[Stored dataset items]

┌────────

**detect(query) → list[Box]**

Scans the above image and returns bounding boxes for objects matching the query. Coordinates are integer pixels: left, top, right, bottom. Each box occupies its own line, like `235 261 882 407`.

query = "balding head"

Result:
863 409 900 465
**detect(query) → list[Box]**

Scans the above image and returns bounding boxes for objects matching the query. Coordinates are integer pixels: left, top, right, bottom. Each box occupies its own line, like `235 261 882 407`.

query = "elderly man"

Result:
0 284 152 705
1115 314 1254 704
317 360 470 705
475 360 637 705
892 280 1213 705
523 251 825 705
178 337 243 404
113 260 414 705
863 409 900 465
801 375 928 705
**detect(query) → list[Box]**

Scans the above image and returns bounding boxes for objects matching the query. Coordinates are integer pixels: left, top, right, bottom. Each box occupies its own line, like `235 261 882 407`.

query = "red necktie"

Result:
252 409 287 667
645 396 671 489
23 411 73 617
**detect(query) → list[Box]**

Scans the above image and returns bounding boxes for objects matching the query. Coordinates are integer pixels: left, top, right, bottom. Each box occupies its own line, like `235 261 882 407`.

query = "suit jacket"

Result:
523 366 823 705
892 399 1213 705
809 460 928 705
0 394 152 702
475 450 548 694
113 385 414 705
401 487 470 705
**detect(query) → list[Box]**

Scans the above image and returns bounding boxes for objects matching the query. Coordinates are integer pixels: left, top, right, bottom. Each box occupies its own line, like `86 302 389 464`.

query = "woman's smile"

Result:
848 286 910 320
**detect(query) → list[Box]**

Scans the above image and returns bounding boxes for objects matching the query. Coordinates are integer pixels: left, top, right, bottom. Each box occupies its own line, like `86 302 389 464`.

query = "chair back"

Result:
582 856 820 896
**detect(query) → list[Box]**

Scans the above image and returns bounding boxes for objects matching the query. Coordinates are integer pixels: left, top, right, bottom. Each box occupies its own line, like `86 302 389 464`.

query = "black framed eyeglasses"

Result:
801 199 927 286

└────────

## WRITTEN PROBLEM
Substitute "enclosing rectangles" for every "bounding boxes" in the items above, and reproduce everything else unchanged.

## EXERCISE SOLUTION
**detect(query) → list[Box]**

Scans the above image and returns enclosing rectangles for objects matching the query. Coordinates are integer pixels: left, top, right, bottom. Each box occupies its own line, like `235 261 882 407`.

query = "balding head"

Result:
863 409 900 465
**detect(query) → list[Box]**

Scans the above image and returns enclosing rectangles for objects matching the query. Coordinates are integer pixels: left, top, right, bottom. Each box occupies its own line, like `235 261 882 407`.

query = "elderly man"

Result:
0 284 152 705
1115 314 1254 704
317 360 470 705
475 360 637 705
892 280 1213 705
523 251 825 705
178 337 243 404
113 260 414 705
863 409 900 465
801 375 928 705
**detect(query) → list[Box]**

Scans the above image and returns enclosing rectangles for objects matching the query. Coordinates are integer pixels: left, top, right, bottom. Each box occupies its own line, like `235 261 882 407`.

query = "red necktie"

Result:
252 409 287 667
645 396 671 489
23 411 73 617
**detect(query) → list[Box]**

Scans the above image and returns enclosing rectangles for objects matching the query. Coordinates are integer pixels: left, top, right, bottom. Each box occupies its own line, like `235 261 882 407`.

query = "suit jacket"

Result:
523 366 823 705
892 399 1213 705
809 460 928 705
0 394 152 702
475 450 548 694
113 385 414 705
401 487 470 705
**detect(query) → list[Box]**

Scans the above image and returns enclosing rectangles for objects matching the query. Coordinates are integer pixels: left, top, right, bottom. Each box occupies its own line, like `86 302 389 464`.

query = "woman's smile"

Result:
848 286 910 320
**detect(query) → list[Box]**

Scans the above image and returns enclosing rectangles for objects matching the query. Coordinates are integer pixels: left, top, right, bottom. Each box occupies its own line, like `86 302 389 464`.

query = "chair back"

Result:
582 856 820 896
**detect(query) → list[Box]**

Scans the above image and returns enclosing rectangles for objects matching the query. Coordinates are integer pixels: left, top, right, bottom. Each box occupies its own line, like `86 302 389 464`.

query = "black framed eyeglasses"

Result:
801 199 927 286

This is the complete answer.